没有材料的自传(第50/137页)
革命?变化?我的全部心灵最为向往的,是厚重的乌云不再布满天空。我想要看到的,是湛蓝的出现,那是一个清晰而明确的真理,因为它什么也不是,什么也不需要。
162.约束和欺骗
没有什么比“社会责任”这个词更使我心烦的了。“责任”这个词就像个不速之客一样令人讨厌。不过,“公民义务”、“团结”、“人道主义”和其他类似的词语,像从窗口扔到我头上的垃圾一样令人生厌。我反感这些隐含的假定,就好像这些词语表达出来的东西和我有关,我应该发现它们有价值,甚至有意义似的。
最近,我在一家玩具店的橱窗里看见一些物品,恰好使我想起这些词语所表达的东西:一个玩偶的迷你餐桌上,摆放着仿真餐具,里面装满了仿真食物。对于一个真实的、世俗的、自负而又自私的人来说,他因为具有谈话天赋而成为别人的朋友,因为具有生活天赋而成为别人的敌人,而对着玩偶说一些空洞、毫无意义的话时,我们可以得到什么呢?
政府建立在两种事物的基础上:约束和欺骗。那些冠冕堂皇的词语存在的问题是,它们既不是约束,也不是欺骗。它们最多不过蛊惑了别人。

# [任务说明]
续写上面这段谈论“社会责任”等词语的引用段落,从其最后一句之后接着写。 这些行数据出自另一来源。

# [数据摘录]
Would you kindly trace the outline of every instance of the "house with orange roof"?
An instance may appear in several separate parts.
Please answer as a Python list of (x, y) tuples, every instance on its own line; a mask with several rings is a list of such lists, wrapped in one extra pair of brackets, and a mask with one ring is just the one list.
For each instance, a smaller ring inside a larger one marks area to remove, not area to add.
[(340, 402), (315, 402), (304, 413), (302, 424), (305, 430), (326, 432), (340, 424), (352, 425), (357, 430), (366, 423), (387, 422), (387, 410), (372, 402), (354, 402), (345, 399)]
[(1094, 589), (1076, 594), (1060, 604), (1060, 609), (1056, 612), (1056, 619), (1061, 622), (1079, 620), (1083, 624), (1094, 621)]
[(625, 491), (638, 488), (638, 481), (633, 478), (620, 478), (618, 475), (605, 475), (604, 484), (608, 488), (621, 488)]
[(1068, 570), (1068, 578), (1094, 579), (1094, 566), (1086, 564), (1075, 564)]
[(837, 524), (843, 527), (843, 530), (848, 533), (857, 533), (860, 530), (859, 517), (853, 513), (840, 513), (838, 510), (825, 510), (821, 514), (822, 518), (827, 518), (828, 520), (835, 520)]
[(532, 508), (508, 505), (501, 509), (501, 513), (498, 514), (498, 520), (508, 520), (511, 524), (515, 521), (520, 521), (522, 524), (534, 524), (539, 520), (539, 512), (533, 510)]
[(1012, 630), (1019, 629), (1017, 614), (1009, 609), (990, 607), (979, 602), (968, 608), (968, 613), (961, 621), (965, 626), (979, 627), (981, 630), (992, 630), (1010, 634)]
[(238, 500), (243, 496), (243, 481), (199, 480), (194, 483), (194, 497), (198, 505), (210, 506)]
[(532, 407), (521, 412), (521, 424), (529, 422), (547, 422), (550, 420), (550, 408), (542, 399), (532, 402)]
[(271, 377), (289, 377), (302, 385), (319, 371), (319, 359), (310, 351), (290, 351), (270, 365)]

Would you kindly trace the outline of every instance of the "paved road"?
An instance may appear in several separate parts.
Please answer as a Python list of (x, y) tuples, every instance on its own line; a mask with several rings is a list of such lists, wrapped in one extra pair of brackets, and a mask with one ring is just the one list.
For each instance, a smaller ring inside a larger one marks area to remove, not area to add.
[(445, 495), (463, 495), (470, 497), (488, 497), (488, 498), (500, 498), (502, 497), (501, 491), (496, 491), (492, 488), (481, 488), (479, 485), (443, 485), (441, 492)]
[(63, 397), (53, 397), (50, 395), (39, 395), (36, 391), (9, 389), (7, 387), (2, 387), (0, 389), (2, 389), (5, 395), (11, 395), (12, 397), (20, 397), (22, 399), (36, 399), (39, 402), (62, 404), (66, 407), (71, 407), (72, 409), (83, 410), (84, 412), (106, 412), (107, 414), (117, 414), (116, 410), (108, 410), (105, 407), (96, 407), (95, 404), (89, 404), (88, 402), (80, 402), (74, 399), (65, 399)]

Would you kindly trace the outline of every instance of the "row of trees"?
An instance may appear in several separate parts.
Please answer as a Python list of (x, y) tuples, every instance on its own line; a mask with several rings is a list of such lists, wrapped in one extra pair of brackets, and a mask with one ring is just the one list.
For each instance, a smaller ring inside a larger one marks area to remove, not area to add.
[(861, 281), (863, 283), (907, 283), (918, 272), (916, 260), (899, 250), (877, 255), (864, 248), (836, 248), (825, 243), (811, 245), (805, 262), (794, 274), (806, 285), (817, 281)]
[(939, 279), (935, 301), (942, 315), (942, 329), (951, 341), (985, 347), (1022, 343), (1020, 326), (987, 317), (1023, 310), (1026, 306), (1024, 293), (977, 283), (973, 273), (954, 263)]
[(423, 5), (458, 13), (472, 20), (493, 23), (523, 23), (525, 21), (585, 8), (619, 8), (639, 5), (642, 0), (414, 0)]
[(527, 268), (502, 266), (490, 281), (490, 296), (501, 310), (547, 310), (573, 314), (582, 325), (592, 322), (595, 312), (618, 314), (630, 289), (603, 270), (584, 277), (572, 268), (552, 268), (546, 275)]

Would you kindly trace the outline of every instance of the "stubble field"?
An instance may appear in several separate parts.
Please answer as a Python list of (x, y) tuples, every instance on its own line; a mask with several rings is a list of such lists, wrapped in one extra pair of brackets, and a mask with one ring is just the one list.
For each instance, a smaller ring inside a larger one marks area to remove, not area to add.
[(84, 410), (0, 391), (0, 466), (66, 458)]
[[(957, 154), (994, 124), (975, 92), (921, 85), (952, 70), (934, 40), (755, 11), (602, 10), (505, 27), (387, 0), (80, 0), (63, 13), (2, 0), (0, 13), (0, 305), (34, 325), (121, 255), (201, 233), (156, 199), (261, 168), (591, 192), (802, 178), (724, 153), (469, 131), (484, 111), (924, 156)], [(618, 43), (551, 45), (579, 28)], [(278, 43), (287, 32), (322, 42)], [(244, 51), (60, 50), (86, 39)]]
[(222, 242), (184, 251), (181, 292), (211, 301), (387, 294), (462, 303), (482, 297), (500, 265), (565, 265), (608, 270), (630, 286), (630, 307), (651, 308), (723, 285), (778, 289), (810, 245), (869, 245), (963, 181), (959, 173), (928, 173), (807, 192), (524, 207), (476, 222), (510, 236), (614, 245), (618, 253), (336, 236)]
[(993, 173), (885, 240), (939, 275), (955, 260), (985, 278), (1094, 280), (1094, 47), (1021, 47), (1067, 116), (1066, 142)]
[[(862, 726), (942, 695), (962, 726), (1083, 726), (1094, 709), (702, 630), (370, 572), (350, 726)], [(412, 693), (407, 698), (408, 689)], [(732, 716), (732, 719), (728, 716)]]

# [任务回复]
如果我有什么讨厌的人,那就是改革者。改革者看到了世界上的各种表面的弊端,并打算使一些更基本的问题恶化,借此来解决它们。医生试着按照一个健康的正常人的标准来给病人治病。但在社会领域中,我们不知道什么是健康的,什么是病态的。
在我眼里,人类不过是装饰画里的一种最新的自然种群。我找不到一种根本途径去区分人和树,我自然会看谁更具有装饰性,谁更吸引我思考的目光。如果对我来说,树比人更有趣,树倒和人死,前者会更令我伤心。夕阳西沉和孩子夭折,前者会更使我难过。我使自己的感觉独立于事物之外,以便能够去感受。
微风从午后的深处拂过,开始泛起一些色彩,在这样的时刻,我写下这些粗略的反思,对于此,我几乎就要自责起来。事实上,这不是微风呈现的色彩,而是它不情愿掠过天空时,天空呈现的色彩。然而,我仿佛觉得这就是风的颜色,这就是我要说的,如果我就是我,那么我不得不说出我的感受。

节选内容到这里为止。